In the data below, find the line containing "task | identify every instance of the climbing"; reproduce that line and all subsequent lines exactly, and nothing else.
— Start —
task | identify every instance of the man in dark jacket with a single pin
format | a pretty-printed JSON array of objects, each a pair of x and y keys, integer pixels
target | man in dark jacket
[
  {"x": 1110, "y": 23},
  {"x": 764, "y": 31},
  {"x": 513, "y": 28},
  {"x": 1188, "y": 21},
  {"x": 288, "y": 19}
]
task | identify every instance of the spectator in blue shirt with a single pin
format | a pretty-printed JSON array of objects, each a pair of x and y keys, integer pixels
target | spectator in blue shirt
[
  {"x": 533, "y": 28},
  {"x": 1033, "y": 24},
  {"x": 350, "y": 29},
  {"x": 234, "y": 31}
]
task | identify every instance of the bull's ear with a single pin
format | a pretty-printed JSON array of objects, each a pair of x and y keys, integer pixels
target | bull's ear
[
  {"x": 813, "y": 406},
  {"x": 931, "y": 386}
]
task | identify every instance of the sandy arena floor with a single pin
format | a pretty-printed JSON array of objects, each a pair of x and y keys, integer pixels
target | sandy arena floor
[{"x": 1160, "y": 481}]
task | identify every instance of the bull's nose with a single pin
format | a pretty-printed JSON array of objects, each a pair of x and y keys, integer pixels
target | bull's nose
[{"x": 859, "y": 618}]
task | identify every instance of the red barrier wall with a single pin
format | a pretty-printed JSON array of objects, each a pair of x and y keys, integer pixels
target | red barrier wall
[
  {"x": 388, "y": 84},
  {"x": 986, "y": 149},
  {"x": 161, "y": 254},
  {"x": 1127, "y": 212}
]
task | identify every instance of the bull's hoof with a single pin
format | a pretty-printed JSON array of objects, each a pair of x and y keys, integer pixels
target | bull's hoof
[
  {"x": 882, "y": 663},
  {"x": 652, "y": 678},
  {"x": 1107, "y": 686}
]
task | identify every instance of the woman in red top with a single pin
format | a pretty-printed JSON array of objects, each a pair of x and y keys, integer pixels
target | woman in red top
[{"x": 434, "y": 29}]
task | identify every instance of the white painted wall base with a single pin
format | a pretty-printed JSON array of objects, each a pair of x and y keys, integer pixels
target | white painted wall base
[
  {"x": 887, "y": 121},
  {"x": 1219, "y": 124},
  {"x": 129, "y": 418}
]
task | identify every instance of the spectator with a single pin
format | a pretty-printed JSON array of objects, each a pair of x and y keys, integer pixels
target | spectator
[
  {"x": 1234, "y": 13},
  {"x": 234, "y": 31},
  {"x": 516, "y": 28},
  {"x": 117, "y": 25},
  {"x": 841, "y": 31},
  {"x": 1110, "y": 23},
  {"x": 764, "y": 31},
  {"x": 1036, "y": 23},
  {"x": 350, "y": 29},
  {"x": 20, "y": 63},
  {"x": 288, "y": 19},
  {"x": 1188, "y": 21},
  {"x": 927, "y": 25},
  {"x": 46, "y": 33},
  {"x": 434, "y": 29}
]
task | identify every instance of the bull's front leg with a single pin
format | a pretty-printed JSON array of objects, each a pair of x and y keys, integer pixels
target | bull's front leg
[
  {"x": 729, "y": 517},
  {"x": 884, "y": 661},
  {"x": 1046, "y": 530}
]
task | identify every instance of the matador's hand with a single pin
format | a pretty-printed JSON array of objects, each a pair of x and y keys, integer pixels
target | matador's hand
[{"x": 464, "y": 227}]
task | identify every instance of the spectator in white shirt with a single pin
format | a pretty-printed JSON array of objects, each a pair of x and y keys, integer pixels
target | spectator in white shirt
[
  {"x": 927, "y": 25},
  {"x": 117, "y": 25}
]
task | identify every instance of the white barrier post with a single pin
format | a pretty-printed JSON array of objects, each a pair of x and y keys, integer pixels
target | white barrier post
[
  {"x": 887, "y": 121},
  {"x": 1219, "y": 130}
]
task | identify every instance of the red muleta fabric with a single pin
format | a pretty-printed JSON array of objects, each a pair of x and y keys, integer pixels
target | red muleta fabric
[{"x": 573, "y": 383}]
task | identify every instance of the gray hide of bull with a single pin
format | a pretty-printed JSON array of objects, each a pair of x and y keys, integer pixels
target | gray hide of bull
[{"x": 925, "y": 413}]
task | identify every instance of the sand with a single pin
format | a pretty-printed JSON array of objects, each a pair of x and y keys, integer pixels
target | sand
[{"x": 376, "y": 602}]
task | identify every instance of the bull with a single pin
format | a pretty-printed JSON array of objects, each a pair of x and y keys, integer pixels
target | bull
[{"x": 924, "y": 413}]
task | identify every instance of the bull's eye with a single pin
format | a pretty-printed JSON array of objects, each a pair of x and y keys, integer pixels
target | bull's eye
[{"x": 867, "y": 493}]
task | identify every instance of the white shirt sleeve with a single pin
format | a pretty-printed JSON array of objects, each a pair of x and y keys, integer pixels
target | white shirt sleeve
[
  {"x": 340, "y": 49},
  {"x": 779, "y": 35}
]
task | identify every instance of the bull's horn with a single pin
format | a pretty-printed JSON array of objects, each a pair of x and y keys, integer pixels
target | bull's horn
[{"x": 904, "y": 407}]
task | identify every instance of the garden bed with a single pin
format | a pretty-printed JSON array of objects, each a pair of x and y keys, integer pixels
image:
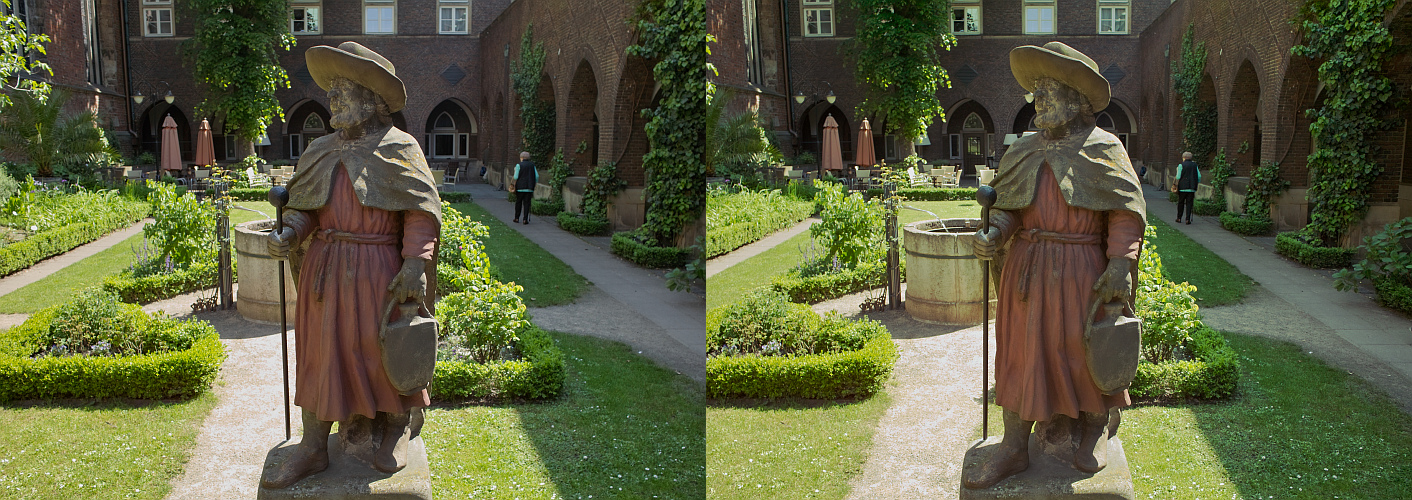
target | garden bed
[
  {"x": 28, "y": 369},
  {"x": 538, "y": 375}
]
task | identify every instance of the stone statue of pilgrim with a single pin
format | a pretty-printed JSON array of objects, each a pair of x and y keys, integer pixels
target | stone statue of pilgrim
[
  {"x": 1066, "y": 232},
  {"x": 360, "y": 233}
]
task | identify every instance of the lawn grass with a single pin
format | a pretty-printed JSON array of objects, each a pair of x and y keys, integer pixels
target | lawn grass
[
  {"x": 788, "y": 448},
  {"x": 1217, "y": 281},
  {"x": 1296, "y": 428},
  {"x": 547, "y": 278},
  {"x": 624, "y": 428},
  {"x": 96, "y": 449}
]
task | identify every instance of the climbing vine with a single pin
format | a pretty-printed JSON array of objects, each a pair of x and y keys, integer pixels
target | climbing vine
[
  {"x": 1198, "y": 116},
  {"x": 1353, "y": 44},
  {"x": 672, "y": 33},
  {"x": 537, "y": 116},
  {"x": 236, "y": 51},
  {"x": 897, "y": 58}
]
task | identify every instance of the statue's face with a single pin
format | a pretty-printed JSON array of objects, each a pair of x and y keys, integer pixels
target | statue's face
[
  {"x": 1055, "y": 103},
  {"x": 350, "y": 103}
]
— End —
▶ [Solution]
task | identify every instance of the climbing vine with a single pin
format | a pretty-printed JSON array of objects, each a pair of x and y keys, integer pixels
target | climbing vine
[
  {"x": 1198, "y": 116},
  {"x": 1353, "y": 44},
  {"x": 672, "y": 33},
  {"x": 537, "y": 116},
  {"x": 236, "y": 51},
  {"x": 897, "y": 58}
]
task | identify every instance of the statue's face with a single pin
format | a pretty-printed JSON array of objects, each a pair of x and y keys, integer pixels
target | statue's face
[
  {"x": 1055, "y": 103},
  {"x": 350, "y": 103}
]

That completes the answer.